▶ [Exercise]
From the line that includes "[pin] woman's hand" to the last line of the data, quote each line precisely; both boundary lines belong in the answer.

Point labeling dataset excerpts
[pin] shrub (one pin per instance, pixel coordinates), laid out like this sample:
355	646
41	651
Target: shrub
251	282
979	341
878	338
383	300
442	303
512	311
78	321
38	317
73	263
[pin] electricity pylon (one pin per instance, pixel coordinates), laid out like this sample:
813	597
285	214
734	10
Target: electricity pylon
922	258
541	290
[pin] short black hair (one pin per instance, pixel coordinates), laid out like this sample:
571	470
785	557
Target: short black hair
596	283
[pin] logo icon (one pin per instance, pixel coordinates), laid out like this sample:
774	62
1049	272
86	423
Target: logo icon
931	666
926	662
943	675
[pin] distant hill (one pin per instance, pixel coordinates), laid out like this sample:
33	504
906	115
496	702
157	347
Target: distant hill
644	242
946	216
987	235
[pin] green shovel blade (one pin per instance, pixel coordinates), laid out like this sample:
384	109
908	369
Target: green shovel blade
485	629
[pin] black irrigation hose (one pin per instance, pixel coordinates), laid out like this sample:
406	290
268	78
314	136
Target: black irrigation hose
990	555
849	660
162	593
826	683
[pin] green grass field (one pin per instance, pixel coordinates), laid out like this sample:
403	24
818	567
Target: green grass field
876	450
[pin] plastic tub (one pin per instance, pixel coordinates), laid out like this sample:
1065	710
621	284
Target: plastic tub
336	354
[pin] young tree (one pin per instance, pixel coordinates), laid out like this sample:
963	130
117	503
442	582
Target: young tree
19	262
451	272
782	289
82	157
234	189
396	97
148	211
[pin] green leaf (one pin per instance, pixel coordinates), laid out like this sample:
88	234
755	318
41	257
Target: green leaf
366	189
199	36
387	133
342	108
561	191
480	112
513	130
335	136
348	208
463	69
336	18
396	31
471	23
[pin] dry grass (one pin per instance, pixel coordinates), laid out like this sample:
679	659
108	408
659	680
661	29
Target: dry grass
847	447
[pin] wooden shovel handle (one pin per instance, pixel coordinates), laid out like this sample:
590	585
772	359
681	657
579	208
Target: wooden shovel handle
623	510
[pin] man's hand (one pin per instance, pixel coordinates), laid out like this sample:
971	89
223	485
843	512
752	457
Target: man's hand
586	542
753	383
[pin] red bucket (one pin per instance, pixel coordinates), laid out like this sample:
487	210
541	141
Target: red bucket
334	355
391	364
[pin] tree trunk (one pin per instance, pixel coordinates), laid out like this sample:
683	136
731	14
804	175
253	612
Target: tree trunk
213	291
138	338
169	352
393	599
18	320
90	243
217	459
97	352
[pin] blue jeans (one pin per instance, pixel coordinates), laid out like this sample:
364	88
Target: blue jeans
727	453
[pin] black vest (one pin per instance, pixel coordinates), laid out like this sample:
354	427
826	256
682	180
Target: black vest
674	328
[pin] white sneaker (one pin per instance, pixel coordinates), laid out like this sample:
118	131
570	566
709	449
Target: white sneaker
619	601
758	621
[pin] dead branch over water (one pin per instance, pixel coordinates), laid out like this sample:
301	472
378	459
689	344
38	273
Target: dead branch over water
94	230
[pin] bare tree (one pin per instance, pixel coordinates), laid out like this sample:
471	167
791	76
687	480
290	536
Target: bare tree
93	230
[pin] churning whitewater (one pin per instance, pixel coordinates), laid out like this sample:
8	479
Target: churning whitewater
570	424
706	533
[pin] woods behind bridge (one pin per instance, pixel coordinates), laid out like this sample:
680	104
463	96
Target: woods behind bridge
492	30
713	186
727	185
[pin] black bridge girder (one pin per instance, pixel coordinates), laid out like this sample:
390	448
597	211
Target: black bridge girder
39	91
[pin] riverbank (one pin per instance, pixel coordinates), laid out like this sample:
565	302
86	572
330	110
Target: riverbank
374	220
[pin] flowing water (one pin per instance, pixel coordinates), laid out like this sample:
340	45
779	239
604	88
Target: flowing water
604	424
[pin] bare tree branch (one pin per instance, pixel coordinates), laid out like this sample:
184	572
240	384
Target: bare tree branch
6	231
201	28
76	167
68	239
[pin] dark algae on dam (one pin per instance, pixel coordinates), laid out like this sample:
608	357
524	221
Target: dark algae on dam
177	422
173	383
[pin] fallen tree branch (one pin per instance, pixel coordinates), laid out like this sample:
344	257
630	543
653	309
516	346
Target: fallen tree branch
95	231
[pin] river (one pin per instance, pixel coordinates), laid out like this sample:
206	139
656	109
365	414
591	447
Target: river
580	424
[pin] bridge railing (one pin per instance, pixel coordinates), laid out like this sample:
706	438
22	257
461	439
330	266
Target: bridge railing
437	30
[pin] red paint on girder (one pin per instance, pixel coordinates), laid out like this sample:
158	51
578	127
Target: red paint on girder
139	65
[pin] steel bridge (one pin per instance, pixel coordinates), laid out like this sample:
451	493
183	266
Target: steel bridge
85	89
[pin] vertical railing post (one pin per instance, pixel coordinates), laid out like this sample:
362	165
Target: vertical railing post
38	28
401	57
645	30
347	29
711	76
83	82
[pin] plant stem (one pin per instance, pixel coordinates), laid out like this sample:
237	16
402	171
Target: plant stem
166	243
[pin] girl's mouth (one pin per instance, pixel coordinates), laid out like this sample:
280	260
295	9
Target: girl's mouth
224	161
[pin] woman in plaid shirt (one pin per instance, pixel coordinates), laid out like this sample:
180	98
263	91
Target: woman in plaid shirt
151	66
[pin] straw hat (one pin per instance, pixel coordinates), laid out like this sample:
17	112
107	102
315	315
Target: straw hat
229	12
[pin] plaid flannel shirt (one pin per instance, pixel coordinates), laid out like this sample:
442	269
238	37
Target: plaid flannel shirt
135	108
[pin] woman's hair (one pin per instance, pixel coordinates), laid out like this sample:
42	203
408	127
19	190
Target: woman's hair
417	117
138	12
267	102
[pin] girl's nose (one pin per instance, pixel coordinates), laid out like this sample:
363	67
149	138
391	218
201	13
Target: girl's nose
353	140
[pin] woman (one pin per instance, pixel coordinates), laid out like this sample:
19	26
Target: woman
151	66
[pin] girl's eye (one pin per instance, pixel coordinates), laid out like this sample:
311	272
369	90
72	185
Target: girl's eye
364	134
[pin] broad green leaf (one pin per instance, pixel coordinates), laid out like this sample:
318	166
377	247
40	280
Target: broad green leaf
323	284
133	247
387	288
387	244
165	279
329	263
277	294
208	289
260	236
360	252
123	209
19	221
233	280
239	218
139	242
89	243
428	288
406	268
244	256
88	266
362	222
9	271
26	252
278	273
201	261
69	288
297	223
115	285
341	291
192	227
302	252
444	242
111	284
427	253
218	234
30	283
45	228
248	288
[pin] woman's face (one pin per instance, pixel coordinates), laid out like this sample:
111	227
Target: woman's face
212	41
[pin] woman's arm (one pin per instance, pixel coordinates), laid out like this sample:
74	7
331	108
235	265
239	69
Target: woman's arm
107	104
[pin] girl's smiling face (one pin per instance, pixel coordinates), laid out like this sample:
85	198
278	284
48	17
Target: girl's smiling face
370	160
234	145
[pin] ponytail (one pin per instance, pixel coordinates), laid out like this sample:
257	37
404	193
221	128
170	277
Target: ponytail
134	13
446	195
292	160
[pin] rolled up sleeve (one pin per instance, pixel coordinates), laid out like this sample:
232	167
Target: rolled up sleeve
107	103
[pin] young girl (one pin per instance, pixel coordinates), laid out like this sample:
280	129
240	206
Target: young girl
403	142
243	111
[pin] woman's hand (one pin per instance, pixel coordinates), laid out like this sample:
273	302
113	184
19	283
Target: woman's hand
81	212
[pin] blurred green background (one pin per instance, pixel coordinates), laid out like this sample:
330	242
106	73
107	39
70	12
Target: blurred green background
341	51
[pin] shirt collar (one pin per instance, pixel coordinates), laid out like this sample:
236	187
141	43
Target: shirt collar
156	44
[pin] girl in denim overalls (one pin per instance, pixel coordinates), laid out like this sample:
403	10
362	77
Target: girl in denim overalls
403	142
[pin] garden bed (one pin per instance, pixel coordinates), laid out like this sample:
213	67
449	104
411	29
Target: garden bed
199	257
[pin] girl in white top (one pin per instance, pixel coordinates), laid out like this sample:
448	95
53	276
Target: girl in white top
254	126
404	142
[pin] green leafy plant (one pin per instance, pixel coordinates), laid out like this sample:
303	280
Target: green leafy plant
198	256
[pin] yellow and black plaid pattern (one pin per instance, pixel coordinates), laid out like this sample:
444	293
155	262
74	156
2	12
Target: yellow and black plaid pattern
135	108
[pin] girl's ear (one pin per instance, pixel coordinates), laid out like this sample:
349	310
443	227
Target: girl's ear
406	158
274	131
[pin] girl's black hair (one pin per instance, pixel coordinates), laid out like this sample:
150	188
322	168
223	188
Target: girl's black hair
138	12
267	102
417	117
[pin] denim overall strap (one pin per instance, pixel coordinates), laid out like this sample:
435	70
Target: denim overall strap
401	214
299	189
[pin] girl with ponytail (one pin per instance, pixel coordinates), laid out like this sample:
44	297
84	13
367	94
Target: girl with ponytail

▶ [Reply to the task]
[pin] woman's hand (one pin per instance, pixel coordinates), laid out like this sample:
273	302
113	184
19	283
Target: woman's hand
81	212
[pin] blurred green background (one pin per instance, pixel coordinates), laid out like this sample:
330	242
106	73
107	39
70	12
Target: blurred green background
341	51
[pin] shirt collar (one pin per instance, pixel coordinates), laid out like this sample:
236	187
141	43
Target: shirt collar
156	44
[pin] girl in denim overalls (one pin per instance, pixel coordinates), laid out like this sample:
403	10
362	77
Target: girl in denim overalls
403	142
[pin] garden bed (one pin per instance, pixel coordinates), laid out like this sample:
213	67
449	104
411	29
Target: garden bed
199	257
[pin] girl in white top (one pin per instance, pixel coordinates), laid out like this sample:
448	95
53	276
Target: girl in white top
254	126
404	142
[pin] green leafy plant (one pin per instance, pixel coordinates), laid out like this sample:
303	280
Target: green leafy plant
198	256
[pin] yellow and black plaid pattern (one pin per instance, pixel coordinates), laid out like this sample:
444	293
155	262
74	156
2	12
Target: yellow and black plaid pattern
135	108
[pin] girl's ear (one pin per instance, pixel coordinates), laid out like this sample:
349	310
443	227
Target: girl's ear
406	158
274	131
[pin] girl's black hair (one pin per instance, pixel coordinates), laid out like this sample:
150	188
322	168
223	188
Target: girl's black hair
138	12
267	102
417	117
[pin] denim overall strap (one pin per instance, pixel coordinates), laid out like this sample:
435	70
Target: denim overall strap
401	214
299	189
[pin] girl with ponytail (one pin per instance, pixel coordinates), laid out like this sample:
44	297
84	13
367	94
Target: girl with ponytail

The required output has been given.